*GESTELDE OPDRACHT*
Schaal alsjeblieft de coördinaten in de gegevens met factor 0,7 en rond af op hele getallen, halven naar boven. Geef daarbij alle regels volledig opnieuw, ook de regels zonder coördinaten, vanaf de regel met "Please locate the distant" tot en met de laatste regel van de gegevens.
-----
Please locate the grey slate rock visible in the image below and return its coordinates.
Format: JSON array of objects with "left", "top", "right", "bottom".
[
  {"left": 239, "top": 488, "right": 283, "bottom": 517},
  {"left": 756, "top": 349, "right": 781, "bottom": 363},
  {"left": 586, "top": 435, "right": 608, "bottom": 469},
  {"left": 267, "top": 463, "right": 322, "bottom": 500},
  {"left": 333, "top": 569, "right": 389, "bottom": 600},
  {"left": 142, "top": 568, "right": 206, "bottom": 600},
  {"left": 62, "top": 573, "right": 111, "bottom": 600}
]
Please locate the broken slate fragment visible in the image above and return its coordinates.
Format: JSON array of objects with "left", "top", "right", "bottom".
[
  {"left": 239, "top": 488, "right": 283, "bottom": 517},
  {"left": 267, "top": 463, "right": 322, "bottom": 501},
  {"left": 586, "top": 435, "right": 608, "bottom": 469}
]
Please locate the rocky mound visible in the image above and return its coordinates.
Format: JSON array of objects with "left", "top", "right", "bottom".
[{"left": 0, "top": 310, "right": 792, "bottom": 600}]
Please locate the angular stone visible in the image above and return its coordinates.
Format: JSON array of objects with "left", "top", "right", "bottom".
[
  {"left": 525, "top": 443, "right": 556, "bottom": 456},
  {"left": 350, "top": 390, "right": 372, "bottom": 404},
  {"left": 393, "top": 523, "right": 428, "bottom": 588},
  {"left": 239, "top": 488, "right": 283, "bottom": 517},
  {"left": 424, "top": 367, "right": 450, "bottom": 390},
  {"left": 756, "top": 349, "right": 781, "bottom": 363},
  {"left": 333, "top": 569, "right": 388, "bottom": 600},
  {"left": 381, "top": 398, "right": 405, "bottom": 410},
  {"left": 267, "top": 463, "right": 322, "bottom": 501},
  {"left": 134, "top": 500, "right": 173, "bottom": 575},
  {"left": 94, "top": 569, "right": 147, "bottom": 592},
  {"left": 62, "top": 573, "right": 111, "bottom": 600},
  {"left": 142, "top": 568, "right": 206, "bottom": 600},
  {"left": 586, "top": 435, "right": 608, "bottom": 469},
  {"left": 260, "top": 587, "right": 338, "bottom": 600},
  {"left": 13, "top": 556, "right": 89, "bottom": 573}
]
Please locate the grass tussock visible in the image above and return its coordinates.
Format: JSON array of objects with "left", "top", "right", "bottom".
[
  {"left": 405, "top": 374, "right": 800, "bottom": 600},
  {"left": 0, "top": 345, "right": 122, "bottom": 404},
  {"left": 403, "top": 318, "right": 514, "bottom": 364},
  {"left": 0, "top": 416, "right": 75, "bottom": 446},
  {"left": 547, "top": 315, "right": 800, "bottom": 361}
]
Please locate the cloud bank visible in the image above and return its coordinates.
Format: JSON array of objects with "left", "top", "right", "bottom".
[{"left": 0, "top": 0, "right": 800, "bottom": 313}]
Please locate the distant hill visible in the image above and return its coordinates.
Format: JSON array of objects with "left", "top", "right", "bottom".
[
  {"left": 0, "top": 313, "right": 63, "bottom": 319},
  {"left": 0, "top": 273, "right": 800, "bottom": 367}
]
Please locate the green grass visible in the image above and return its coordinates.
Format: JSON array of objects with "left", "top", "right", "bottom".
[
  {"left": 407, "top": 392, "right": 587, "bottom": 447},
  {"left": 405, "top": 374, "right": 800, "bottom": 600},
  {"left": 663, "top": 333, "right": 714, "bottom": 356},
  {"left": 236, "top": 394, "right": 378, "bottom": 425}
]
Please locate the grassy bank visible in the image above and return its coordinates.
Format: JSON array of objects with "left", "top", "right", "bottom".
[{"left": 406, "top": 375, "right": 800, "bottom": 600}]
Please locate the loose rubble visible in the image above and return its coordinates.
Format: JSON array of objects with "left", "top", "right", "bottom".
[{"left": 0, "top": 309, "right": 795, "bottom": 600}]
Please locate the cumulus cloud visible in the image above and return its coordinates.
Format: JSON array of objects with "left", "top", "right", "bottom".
-----
*UITGEWERKTE OPLOSSING*
Please locate the distant hill visible in the image above and return its coordinates.
Format: JSON array of objects with "left", "top", "right", "bottom".
[
  {"left": 0, "top": 219, "right": 44, "bottom": 223},
  {"left": 0, "top": 191, "right": 560, "bottom": 257}
]
Please locate the green grass visible in the image above and return its coordinates.
Format: JSON array of objects with "left", "top", "right", "bottom".
[
  {"left": 285, "top": 274, "right": 411, "bottom": 313},
  {"left": 284, "top": 262, "right": 560, "bottom": 420},
  {"left": 464, "top": 233, "right": 500, "bottom": 249},
  {"left": 165, "top": 276, "right": 265, "bottom": 298}
]
Please locate the grassy bank visible in the image above and return its coordinates.
Format: JSON array of objects with "left", "top", "right", "bottom".
[{"left": 284, "top": 263, "right": 560, "bottom": 420}]
Please locate the loose rubble visible in the image above and return its coordinates.
Format: JSON array of objects with "left", "top", "right", "bottom".
[{"left": 0, "top": 216, "right": 557, "bottom": 420}]
Please locate the cumulus cloud visible in the image above and return its coordinates.
Format: JSON array of objects with "left", "top", "right", "bottom".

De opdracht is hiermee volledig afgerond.